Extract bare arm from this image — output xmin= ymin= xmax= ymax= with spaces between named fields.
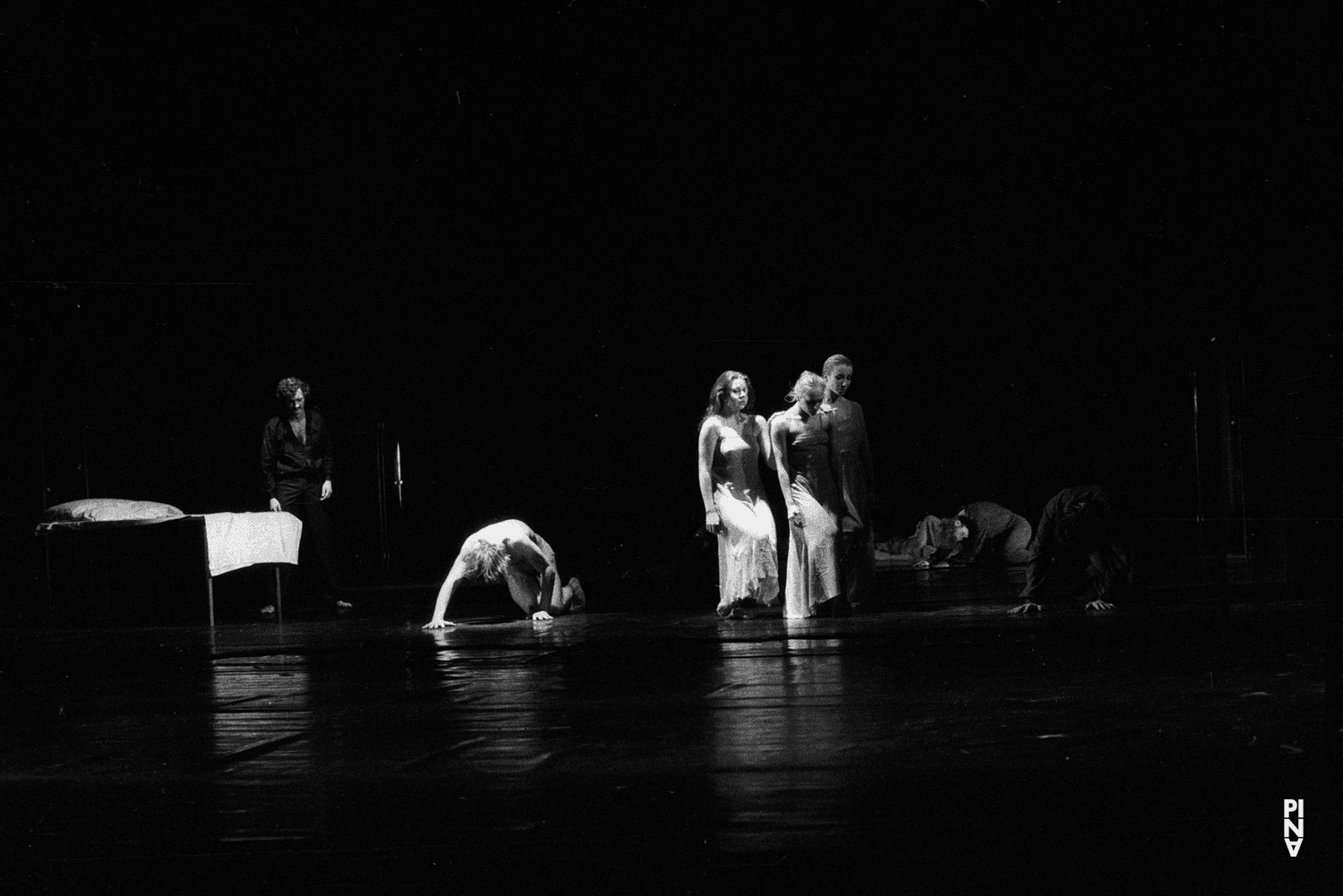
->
xmin=700 ymin=416 xmax=723 ymax=533
xmin=757 ymin=414 xmax=779 ymax=473
xmin=423 ymin=553 xmax=466 ymax=628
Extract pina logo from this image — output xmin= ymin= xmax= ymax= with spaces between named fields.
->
xmin=1283 ymin=799 xmax=1305 ymax=858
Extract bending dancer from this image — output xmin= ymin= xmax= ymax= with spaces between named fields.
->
xmin=424 ymin=520 xmax=587 ymax=628
xmin=261 ymin=376 xmax=351 ymax=612
xmin=881 ymin=516 xmax=970 ymax=569
xmin=770 ymin=371 xmax=849 ymax=619
xmin=947 ymin=501 xmax=1031 ymax=564
xmin=700 ymin=371 xmax=779 ymax=619
xmin=1010 ymin=485 xmax=1133 ymax=612
xmin=821 ymin=354 xmax=877 ymax=607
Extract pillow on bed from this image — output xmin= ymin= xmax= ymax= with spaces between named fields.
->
xmin=42 ymin=499 xmax=184 ymax=523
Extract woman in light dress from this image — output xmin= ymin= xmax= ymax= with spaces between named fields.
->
xmin=700 ymin=371 xmax=779 ymax=618
xmin=770 ymin=371 xmax=849 ymax=619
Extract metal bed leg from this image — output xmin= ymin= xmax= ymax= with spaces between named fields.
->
xmin=276 ymin=563 xmax=285 ymax=622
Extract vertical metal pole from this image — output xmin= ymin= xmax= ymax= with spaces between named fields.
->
xmin=1189 ymin=371 xmax=1203 ymax=540
xmin=83 ymin=423 xmax=93 ymax=499
xmin=376 ymin=423 xmax=389 ymax=579
xmin=1236 ymin=346 xmax=1251 ymax=566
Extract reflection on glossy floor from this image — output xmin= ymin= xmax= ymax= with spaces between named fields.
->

# # # #

§ **Task to complete**:
Copy every one of the lines above word for word, but leave out the picture.

§ **Solution for this exercise**:
Extract bare arm from this image — output xmin= ymin= xmax= ymax= with spaces between named fields.
->
xmin=700 ymin=416 xmax=723 ymax=533
xmin=757 ymin=414 xmax=779 ymax=473
xmin=423 ymin=553 xmax=466 ymax=628
Extract pina logo from this image — output xmin= ymin= xmax= ymax= with spaces between named fields.
->
xmin=1283 ymin=799 xmax=1305 ymax=858
Extract bending dancer from this image — output xmin= ymin= xmax= ymax= with spaces between named fields.
->
xmin=424 ymin=520 xmax=587 ymax=628
xmin=261 ymin=376 xmax=351 ymax=612
xmin=881 ymin=516 xmax=970 ymax=569
xmin=770 ymin=371 xmax=849 ymax=619
xmin=947 ymin=501 xmax=1031 ymax=564
xmin=700 ymin=371 xmax=779 ymax=619
xmin=1010 ymin=485 xmax=1133 ymax=612
xmin=821 ymin=354 xmax=877 ymax=607
Extract pillow on bed from this image — output xmin= ymin= xmax= ymax= with spaces between named fields.
->
xmin=42 ymin=499 xmax=184 ymax=523
Extract woman in light dress from this image — output xmin= ymin= xmax= ymax= with spaces between named fields.
->
xmin=700 ymin=371 xmax=779 ymax=618
xmin=770 ymin=371 xmax=849 ymax=619
Extract metal bed leg from this image — output xmin= ymin= xmax= ymax= with spaces between named fields.
->
xmin=276 ymin=563 xmax=285 ymax=622
Extract vertical metal pole from this image — output xmin= ymin= xmax= ymax= with spaces between named fields.
->
xmin=1189 ymin=371 xmax=1203 ymax=540
xmin=83 ymin=423 xmax=93 ymax=499
xmin=376 ymin=423 xmax=389 ymax=579
xmin=1236 ymin=346 xmax=1251 ymax=566
Extract reflection on glossy floor from this image — output xmin= ymin= xmax= ymax= with spaces between named fields.
->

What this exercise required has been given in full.